------ Page extract

Illinois Supreme Court Rule 412 sets forth the scope of the State's obligation to disclose material and information to an accused. (87 Ill.2d R. 412.) With respect to statements of an accused, the rule provides that the State shall disclose "any written or recorded statements and the substance of any oral statements made by the accused or by a co-defendant, and a list of witnesses to the making and acknowledgement of such statements." (87 Ill.2d R. 412(a)(ii).) "The rule encompasses not only formal statements made to the authorities but also statements made to anyone that might have bearing on the defendant's guilt or innocence. [Citation.]" (People v. Weaver (1982), 92 Ill.2d 545, 558, 442 N.E.2d 255, 260.) Since the defendant's statement to Gloria McLin that he was "gonna burn [her] mother's house" was a direct threat to commit the offenses with which defendant was charged and therefore had a bearing on defendant's guilt, the statement should have been disclosed by the State upon defendant's motion during pretrial discovery.

------------
------ Data under study

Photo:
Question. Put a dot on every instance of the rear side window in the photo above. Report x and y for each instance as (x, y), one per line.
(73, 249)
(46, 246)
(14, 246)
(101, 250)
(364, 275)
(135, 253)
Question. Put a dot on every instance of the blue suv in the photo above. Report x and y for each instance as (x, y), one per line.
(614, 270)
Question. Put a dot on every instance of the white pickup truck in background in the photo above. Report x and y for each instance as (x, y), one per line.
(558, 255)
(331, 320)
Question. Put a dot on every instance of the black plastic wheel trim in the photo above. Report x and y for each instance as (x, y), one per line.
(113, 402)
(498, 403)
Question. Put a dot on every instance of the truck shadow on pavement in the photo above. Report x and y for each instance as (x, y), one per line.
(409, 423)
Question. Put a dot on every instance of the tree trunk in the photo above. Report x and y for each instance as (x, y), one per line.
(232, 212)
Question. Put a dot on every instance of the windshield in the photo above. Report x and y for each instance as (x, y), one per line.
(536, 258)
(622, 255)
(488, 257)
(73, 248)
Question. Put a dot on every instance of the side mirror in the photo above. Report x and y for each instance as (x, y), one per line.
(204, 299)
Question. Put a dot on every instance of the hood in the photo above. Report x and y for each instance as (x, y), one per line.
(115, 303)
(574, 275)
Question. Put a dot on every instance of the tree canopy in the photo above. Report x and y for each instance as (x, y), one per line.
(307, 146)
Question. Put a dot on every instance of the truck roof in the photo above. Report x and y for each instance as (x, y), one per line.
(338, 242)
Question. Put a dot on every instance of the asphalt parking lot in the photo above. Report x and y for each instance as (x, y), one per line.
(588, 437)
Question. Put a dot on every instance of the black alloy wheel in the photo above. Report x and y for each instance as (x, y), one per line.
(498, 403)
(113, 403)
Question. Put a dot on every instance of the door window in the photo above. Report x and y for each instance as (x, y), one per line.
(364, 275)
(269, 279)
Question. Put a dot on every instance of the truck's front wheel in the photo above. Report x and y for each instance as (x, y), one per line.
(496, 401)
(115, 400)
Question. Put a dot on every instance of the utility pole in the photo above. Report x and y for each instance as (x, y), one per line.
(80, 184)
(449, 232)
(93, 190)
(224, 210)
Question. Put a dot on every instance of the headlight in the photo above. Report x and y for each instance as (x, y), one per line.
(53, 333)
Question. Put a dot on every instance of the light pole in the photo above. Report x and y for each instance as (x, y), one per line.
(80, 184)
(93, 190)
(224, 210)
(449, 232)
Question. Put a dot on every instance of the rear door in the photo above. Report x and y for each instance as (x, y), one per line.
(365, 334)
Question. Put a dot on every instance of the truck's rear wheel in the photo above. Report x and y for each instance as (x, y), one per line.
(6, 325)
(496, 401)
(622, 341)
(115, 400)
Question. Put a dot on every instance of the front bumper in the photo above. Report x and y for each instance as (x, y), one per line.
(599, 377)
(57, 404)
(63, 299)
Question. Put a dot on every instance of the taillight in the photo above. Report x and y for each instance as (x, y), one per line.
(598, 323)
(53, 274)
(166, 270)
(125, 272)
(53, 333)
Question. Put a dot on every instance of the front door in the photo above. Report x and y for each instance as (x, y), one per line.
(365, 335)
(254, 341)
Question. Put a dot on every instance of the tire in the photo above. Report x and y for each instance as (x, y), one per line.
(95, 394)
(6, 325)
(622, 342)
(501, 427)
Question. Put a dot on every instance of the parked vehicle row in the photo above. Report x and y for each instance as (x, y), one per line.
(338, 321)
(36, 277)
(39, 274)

------------

→ **Required actions**
**1.** In one to three sentences, explain why the excerpt on Rule 412 says the State should have disclosed the defendant's statement to Gloria McLin.
**2.** Summarize the excerpt on Rule 412 in two sentences.
The lines are not needed for this work.

→ **Answers in order**
**1.** The statement that he was "gonna burn [her] mother's house" was a direct threat to commit the offenses the defendant was charged with, so it had a bearing on his guilt. Under the rule as described in People v. Weaver, disclosure covers not only formal statements to the authorities but any statement made to anyone that might bear on guilt or innocence. The State therefore should have disclosed it when the defendant moved for it during pretrial discovery.

**2.** Illinois Supreme Court Rule 412 requires the State to disclose an accused's written or recorded statements, the substance of any oral statements by the accused or a co-defendant, and a list of witnesses to those statements, and this covers statements made to anyone that might bear on guilt or innocence. Because the defendant's threat to Gloria McLin to burn her mother's house bore on his guilt of the charged offenses, the State should have disclosed it upon his pretrial discovery motion.